#### EXCERPT PROVIDED
****************************************
OK, I see it now. I'll ask stable to remove it from v4.19.y.


>> find_any_file_locked() was added in v6.2 so when this patch is
>> backported to 5.4, 5.10, 5.15, 5.17 - 6.1 it needs to include
>> find_and_file_locked()
> 
> I think I'd rather leave those unperturbed until someone hits a real
> problem. Unless you have a distribution kernel that needs to see
> this fix in one of the LTS kernels? The supported stable/LTS kernels
> are 5.4, 5.10, 5.15, and 6.1.
> 
> 
>> The patch should apply unchanged to stable kernels 6.2 and later.
> 
> I can add a Cc: stable #v6.2+
> 
> 
> --
> Chuck Lever


--
Chuck Lever

NeilBrown Jan. 22, 2024, 11:31 p.m. UTC | #6

On Tue, 23 Jan 2024, Chuck Lever III wrote:
> 
> 
> > On Jan 22, 2024, at 4:57 PM, NeilBrown <neilb@suse.de> wrote:
> > 
> > On Tue, 23 Jan 2024, Chuck Lever wrote:
> >> On Mon, Jan 22, 2024 at 02:58:16PM +1100, NeilBrown wrote:
> >>> 
> >>> The test on so_count in nfsd4_release_lockowner() is nonsense and
> >>> harmful.  Revert to using check_for_locks(), changing that to not sleep.
> >>> 
> >>> First: harmful.
****************************************
#### WRITTEN TASK
Please copy the excerpt from "OK, I see it" up to and including "6.2 and later.", swapping "patch" for "commit". The data that comes next stands apart from the excerpt.

#### SOURCE DATA
****************************************
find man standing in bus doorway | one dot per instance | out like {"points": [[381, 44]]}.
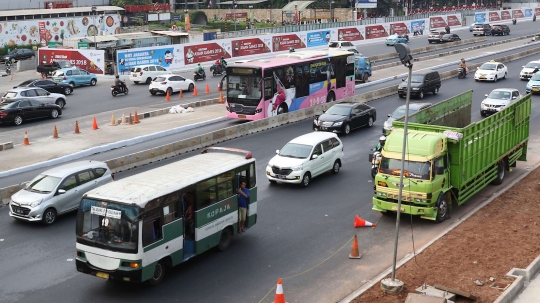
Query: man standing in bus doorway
{"points": [[243, 199]]}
****************************************
#### EXPECTED OUTPUT
OK, I see it now. I'll ask stable to remove it from v4.19.y.


>> find_any_file_locked() was added in v6.2 so when this commit is
>> backported to 5.4, 5.10, 5.15, 5.17 - 6.1 it needs to include
>> find_and_file_locked()
> 
> I think I'd rather leave those unperturbed until someone hits a real
> problem. Unless you have a distribution kernel that needs to see
> this fix in one of the LTS kernels? The supported stable/LTS kernels
> are 5.4, 5.10, 5.15, and 6.1.
> 
> 
>> The commit should apply unchanged to stable kernels 6.2 and later.